- [REQUIREMENT A] According to the article below on Americans cutting back on medical care, how much did Ann Pietrangelo pay as a co-payment for her MRI last year?
- [REQUIREMENT B] Carry on the article about Americans scaling back on medical care from the point where it stops.

- [TEXT]
────────────────────

Friday, October 17, 2008
The Washington Post reports that the global economic crunch is forcing a growing number of Americans to scale back on medical care as they push off seemingly less urgent services in the hope their financial health will improve. Ceci Connolly and Kendra Marr write,
To monitor the multiple sclerosis attacking Ann Pietrangelo's central nervous system, her doctor recommends an annual MRI. Last year, the 49-year-old Winchester, Va., woman had to pay a $3,000 co-payment to get the imaging done.
This year, she's skipping the test. Even with insurance, it's more than her budget can tolerate, especially with the roller coaster on Wall Street devouring her retirement savings.
"I'm doing everything I can to avoid going to the doctor," she said.
From Park Avenue dental offices to the Arlington Free Clinic, the global economic crunch is forcing a growing number of Americans to scale back on medical care. Consumers are attempting their own form of triage, pushing off seemingly less-urgent services in the hope that their financial health will improve. But the danger, say physicians, is that the short-term savings may translate into more severe long-term health implications.
At the extreme are cases such as the Texas woman who went to the hospital complaining of back pain. Physician Doug Curran immediately spotted cancer on the X-ray.

────────────────────

[Image-grounded pointing data]
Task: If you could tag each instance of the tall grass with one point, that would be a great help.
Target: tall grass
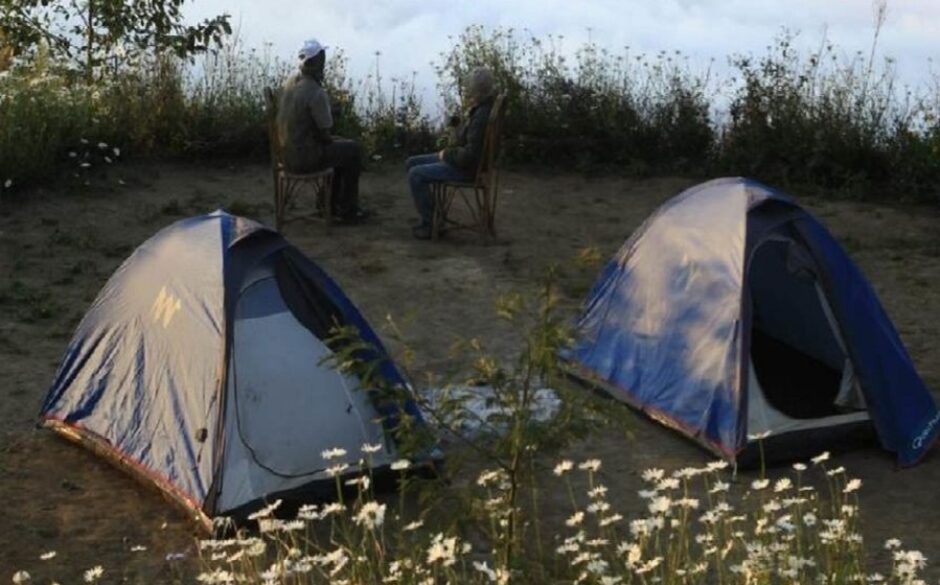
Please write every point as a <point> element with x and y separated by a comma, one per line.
<point>787,116</point>
<point>519,514</point>
<point>606,108</point>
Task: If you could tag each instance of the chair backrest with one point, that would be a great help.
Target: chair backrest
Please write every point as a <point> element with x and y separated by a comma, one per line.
<point>491,140</point>
<point>270,108</point>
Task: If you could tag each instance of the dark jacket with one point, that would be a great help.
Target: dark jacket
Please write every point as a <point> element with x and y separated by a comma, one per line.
<point>466,154</point>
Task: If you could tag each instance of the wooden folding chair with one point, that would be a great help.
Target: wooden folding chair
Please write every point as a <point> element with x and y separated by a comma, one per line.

────────────────────

- [EXPECTED ANSWER A] $3,000

- [EXPECTED ANSWER B]
"She'd had a lump in her breast for a while, but things were tight and she said she couldn't get it looked at," he recalled. "We're going to see more of that."
Nationwide, the number of consumers who went without a prescription, tapped into retirement savings to pay for health care or skipped a doctor visit for themselves or a child has risen since last year, according to a survey released this summer by the Rockefeller Foundation and Time magazine. One-quarter of the 2,000 respondents, for example, said they had decided not to see a doctor because of cost in 2008, up from 18 percent the year before. Ten percent said they did not take a child to the doctor for the same reason.
"When the economy is in the situation we have today, people make tough choices," said Kansas Insurance Commissioner Sandy Praeger, who is head of the National Association of Insurance Commissioners. "Things are just not going to get done."
After nearly a decade of steady -- often double-digit -- increases in drug spending, the research company IMS Health this summer recorded the first actual decline. And a survey by the Center for Studying Health System Change found that nearly 20 percent of Americans report having difficulty paying medical bills.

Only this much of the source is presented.